[Records from a collection]

......

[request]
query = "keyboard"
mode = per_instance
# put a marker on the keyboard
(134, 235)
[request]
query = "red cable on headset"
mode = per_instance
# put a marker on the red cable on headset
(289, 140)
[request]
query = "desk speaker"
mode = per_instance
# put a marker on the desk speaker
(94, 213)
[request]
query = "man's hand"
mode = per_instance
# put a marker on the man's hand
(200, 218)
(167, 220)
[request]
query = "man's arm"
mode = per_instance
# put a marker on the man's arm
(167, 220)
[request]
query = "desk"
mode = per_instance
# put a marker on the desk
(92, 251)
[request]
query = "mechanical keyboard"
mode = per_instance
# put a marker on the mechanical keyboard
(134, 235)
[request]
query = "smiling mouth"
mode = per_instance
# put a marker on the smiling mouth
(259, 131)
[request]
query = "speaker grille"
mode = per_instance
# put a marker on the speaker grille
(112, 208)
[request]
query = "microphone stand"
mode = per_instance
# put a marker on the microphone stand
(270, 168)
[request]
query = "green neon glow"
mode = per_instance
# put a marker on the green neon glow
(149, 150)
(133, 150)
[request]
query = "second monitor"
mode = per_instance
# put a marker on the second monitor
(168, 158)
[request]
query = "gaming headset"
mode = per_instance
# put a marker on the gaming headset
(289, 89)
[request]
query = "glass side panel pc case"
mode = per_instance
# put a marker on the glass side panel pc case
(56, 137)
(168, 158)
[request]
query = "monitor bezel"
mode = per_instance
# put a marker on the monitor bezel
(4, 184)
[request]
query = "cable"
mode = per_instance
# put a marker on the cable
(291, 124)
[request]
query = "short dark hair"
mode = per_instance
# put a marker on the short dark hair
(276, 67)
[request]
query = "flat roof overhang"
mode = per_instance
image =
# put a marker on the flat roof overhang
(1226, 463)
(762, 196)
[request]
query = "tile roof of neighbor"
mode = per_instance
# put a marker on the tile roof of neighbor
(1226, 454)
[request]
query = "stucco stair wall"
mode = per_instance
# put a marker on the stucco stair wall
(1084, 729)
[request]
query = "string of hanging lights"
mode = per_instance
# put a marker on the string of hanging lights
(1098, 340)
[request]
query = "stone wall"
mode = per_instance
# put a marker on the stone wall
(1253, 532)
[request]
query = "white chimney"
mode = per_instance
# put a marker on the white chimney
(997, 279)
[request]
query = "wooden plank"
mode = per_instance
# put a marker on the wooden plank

......

*SET PROBLEM*
Reproduce every line of the data above without any changes.

*ANSWER*
[request]
query = "keyboard"
mode = per_instance
# put a marker on the keyboard
(134, 235)
[request]
query = "red cable on headset"
mode = per_instance
# put a marker on the red cable on headset
(289, 140)
[request]
query = "desk speaker"
mode = per_instance
# put a marker on the desk speaker
(94, 213)
[request]
query = "man's hand"
mode = per_instance
# put a marker on the man's hand
(200, 218)
(167, 220)
[request]
query = "man's arm"
mode = per_instance
# put a marker on the man's arm
(167, 220)
[request]
query = "desk"
mode = per_instance
# put a marker on the desk
(92, 251)
[request]
query = "mechanical keyboard"
mode = per_instance
# put a marker on the mechanical keyboard
(134, 235)
[request]
query = "smiling mouth"
mode = per_instance
# put a marker on the smiling mouth
(259, 131)
[request]
query = "speaker grille"
mode = per_instance
# put a marker on the speaker grille
(112, 208)
[request]
query = "microphone stand"
mode = per_instance
# put a marker on the microphone stand
(270, 168)
[request]
query = "green neon glow"
mode = per_instance
# put a marker on the green neon glow
(149, 150)
(133, 150)
[request]
query = "second monitor"
mode = per_instance
# put a marker on the second monitor
(168, 158)
[request]
query = "gaming headset"
mode = per_instance
# put a marker on the gaming headset
(289, 89)
[request]
query = "glass side panel pc case"
mode = per_instance
# put a marker on the glass side panel pc case
(56, 137)
(168, 158)
[request]
query = "monitor bezel"
mode = per_instance
# put a marker on the monitor bezel
(4, 184)
[request]
query = "cable"
mode = per_instance
# put a marker on the cable
(291, 124)
[request]
query = "short dark hair"
mode = per_instance
# put a marker on the short dark hair
(276, 67)
[request]
query = "flat roof overhang"
mode = per_instance
image =
# put a marker on the flat roof overhang
(1226, 463)
(762, 196)
[request]
query = "tile roof of neighbor"
mode = per_instance
# put a marker on the tile roof of neighbor
(1226, 454)
[request]
query = "stucco stair wall"
mode = per_instance
# put a marker on the stucco stair wall
(1084, 729)
[request]
query = "string of hanging lights"
mode = per_instance
# put a marker on the string of hanging lights
(1098, 340)
[request]
query = "stone wall"
mode = per_instance
# put a marker on the stone wall
(1253, 532)
[request]
query = "white chimney"
mode = per_instance
# put a marker on the white chimney
(997, 279)
[request]
query = "wooden plank"
mode = per_instance
# put a marker on the wooden plank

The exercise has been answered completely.